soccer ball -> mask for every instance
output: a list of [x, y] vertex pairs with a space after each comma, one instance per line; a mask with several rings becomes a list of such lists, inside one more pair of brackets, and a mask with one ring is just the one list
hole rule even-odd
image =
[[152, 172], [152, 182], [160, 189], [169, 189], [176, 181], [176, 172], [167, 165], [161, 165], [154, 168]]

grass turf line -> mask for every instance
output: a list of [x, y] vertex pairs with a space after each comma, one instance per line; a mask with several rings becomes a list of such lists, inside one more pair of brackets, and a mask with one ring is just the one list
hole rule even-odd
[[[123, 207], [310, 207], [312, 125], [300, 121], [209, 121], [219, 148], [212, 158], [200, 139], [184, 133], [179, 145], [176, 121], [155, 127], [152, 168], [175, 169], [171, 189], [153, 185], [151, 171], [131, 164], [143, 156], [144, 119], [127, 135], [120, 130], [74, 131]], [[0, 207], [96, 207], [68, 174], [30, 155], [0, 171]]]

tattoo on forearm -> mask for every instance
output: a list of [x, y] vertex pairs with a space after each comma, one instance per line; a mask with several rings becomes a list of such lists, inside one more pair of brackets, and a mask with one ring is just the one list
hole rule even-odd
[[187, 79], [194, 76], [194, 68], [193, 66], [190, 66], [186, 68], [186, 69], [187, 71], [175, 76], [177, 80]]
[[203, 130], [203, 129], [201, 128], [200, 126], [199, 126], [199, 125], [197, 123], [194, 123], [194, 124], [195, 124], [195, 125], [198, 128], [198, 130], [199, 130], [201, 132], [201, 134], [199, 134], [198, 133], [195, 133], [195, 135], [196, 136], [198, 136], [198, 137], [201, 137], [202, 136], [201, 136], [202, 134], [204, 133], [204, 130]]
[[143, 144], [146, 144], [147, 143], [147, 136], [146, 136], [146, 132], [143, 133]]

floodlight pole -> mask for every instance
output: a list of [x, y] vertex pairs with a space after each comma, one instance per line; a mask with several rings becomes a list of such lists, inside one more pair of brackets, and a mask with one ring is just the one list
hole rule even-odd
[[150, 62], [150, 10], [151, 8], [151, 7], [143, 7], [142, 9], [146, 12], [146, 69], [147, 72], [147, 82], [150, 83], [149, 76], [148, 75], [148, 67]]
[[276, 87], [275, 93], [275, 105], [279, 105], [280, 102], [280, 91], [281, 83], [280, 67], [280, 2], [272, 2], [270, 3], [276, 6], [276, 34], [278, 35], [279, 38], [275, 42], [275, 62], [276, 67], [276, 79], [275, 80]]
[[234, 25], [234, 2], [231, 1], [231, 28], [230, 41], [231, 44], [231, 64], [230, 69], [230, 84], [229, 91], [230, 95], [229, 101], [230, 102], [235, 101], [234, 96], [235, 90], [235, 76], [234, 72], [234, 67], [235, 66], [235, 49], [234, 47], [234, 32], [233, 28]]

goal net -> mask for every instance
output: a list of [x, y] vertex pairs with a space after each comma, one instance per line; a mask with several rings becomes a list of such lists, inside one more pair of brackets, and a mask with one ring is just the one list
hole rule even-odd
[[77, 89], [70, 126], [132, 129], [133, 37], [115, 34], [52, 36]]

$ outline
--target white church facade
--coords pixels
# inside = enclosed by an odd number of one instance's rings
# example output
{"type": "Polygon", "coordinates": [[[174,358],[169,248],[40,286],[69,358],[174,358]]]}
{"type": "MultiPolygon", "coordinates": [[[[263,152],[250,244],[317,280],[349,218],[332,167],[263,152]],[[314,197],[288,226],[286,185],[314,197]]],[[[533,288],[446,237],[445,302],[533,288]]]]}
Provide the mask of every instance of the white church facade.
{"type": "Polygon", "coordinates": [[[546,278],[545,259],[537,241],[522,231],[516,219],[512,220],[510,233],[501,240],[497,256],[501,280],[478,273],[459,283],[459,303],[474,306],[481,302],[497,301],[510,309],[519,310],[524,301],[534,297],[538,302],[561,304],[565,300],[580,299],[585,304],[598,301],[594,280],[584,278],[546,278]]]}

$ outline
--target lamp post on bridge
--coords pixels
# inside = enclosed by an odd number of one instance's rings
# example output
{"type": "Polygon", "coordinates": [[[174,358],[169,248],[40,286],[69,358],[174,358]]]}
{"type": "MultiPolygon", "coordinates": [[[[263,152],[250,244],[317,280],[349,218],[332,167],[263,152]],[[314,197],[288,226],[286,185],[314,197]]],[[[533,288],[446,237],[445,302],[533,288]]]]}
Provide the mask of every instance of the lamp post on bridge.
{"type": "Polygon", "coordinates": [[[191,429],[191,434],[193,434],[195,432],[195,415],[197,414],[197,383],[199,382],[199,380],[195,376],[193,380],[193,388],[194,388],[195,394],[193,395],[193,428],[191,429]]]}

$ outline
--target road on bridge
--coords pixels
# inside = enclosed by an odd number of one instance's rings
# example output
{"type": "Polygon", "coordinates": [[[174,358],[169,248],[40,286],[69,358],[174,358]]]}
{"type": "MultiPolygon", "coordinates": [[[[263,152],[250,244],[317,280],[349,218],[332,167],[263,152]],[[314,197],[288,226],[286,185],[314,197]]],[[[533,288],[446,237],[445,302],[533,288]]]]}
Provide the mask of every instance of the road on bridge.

§ **EXERCISE BRIEF**
Please quote all of the entries above word for word, keeping every line unchanged.

§ **ANSWER TO THIS EXERCISE**
soccer ball -> mask for every instance
output: a list of [x, y] vertex pairs with a space after each comma, one instance per line; a mask with several rings becomes a list of such lists, inside one more pair of brackets, and a mask with one ring is just the one list
hole rule even-odd
image =
[[152, 172], [152, 182], [160, 189], [169, 189], [176, 181], [176, 172], [167, 165], [161, 165], [154, 168]]

grass turf line -> mask for every instance
output: a list of [x, y] vertex pairs with a space after each comma, one instance per line; a mask with several rings becomes a list of such lists, inside one more pair of brackets, and a mask with one ring is just the one list
hole rule even-odd
[[[123, 207], [310, 207], [312, 125], [300, 121], [209, 121], [219, 148], [212, 158], [200, 139], [184, 133], [179, 145], [176, 121], [155, 127], [152, 168], [175, 169], [171, 189], [153, 185], [151, 171], [131, 164], [143, 156], [144, 119], [127, 135], [120, 130], [74, 131]], [[0, 207], [96, 207], [68, 174], [30, 155], [0, 171]]]

tattoo on forearm -> mask for every instance
output: a list of [x, y] vertex pairs with a space after each comma, one instance per line; a mask with several rings becomes a list of such lists, inside one more pair of brackets, and a mask with one ring is just the one list
hole rule even-odd
[[187, 79], [194, 76], [194, 68], [193, 66], [190, 66], [186, 68], [186, 69], [187, 71], [175, 76], [177, 80]]
[[203, 130], [203, 129], [201, 128], [200, 126], [199, 126], [199, 125], [197, 123], [194, 123], [194, 124], [195, 124], [195, 125], [198, 128], [198, 130], [199, 130], [201, 132], [201, 134], [199, 134], [198, 133], [195, 133], [195, 135], [196, 136], [198, 136], [198, 137], [201, 137], [202, 136], [201, 136], [202, 134], [204, 133], [204, 130]]
[[143, 144], [146, 144], [147, 143], [147, 136], [146, 136], [146, 132], [143, 133]]

floodlight pole -> mask for every instance
output: a list of [x, y] vertex pairs with a space after each comma, one instance per line; a mask with several rings becomes a list of such lists, inside one more pair of brackets, and a mask with one ring is just the one list
hole rule even-odd
[[150, 62], [150, 10], [151, 8], [151, 7], [143, 7], [142, 9], [146, 12], [146, 69], [147, 72], [147, 82], [150, 83], [149, 76], [148, 75], [148, 67]]
[[276, 87], [275, 93], [275, 105], [279, 105], [280, 102], [280, 91], [281, 83], [280, 67], [280, 2], [272, 2], [270, 3], [276, 6], [276, 34], [278, 35], [279, 38], [275, 42], [275, 62], [276, 67], [276, 79], [275, 80]]
[[234, 25], [234, 2], [231, 1], [231, 28], [230, 41], [231, 44], [231, 64], [230, 69], [230, 84], [229, 91], [230, 95], [229, 101], [230, 102], [235, 101], [234, 96], [235, 90], [235, 76], [234, 72], [234, 67], [235, 66], [235, 49], [234, 47], [234, 32], [233, 28]]

goal net -> mask for every instance
output: a list of [x, y] vertex pairs with a space after each comma, one instance per line; a mask with several rings becomes a list of such lists, inside one more pair of brackets, and a mask with one ring is just the one list
hole rule even-odd
[[77, 89], [70, 126], [132, 129], [133, 37], [115, 34], [52, 36]]

$ outline
--target white church facade
--coords pixels
# inside = enclosed by an odd number of one instance's rings
# example output
{"type": "Polygon", "coordinates": [[[174,358],[169,248],[40,286],[69,358],[174,358]]]}
{"type": "MultiPolygon", "coordinates": [[[[263,152],[250,244],[317,280],[349,218],[332,167],[263,152]],[[314,197],[288,226],[286,185],[314,197]]],[[[533,288],[446,237],[445,302],[533,288]]]]}
Provide the mask of every instance of the white church facade.
{"type": "Polygon", "coordinates": [[[546,278],[545,259],[537,241],[522,231],[516,219],[512,220],[510,233],[501,240],[497,256],[501,280],[478,273],[459,283],[459,303],[474,306],[481,302],[497,301],[510,309],[519,310],[524,301],[534,297],[538,302],[561,304],[565,300],[580,299],[585,304],[598,301],[594,280],[584,278],[546,278]]]}

$ outline
--target lamp post on bridge
--coords pixels
# inside = enclosed by an odd number of one instance's rings
# example output
{"type": "Polygon", "coordinates": [[[174,358],[169,248],[40,286],[69,358],[174,358]]]}
{"type": "MultiPolygon", "coordinates": [[[[263,152],[250,244],[317,280],[349,218],[332,167],[263,152]],[[314,197],[288,226],[286,185],[314,197]]],[[[533,288],[446,237],[445,302],[533,288]]]]}
Provide the mask of every instance of the lamp post on bridge.
{"type": "Polygon", "coordinates": [[[191,429],[191,434],[193,434],[195,432],[195,415],[197,414],[197,383],[199,382],[199,380],[195,376],[193,380],[193,388],[194,388],[195,394],[193,395],[193,428],[191,429]]]}

$ outline
--target road on bridge
--coords pixels
# inside = enclosed by an odd number of one instance's rings
# example output
{"type": "Polygon", "coordinates": [[[174,358],[169,248],[40,286],[69,358],[174,358]]]}
{"type": "MultiPolygon", "coordinates": [[[[263,152],[250,244],[317,280],[349,218],[332,167],[263,152]],[[314,197],[288,226],[286,185],[314,197]]],[[[533,288],[446,237],[445,302],[533,288]]]]}
Provide the mask of every instance of the road on bridge.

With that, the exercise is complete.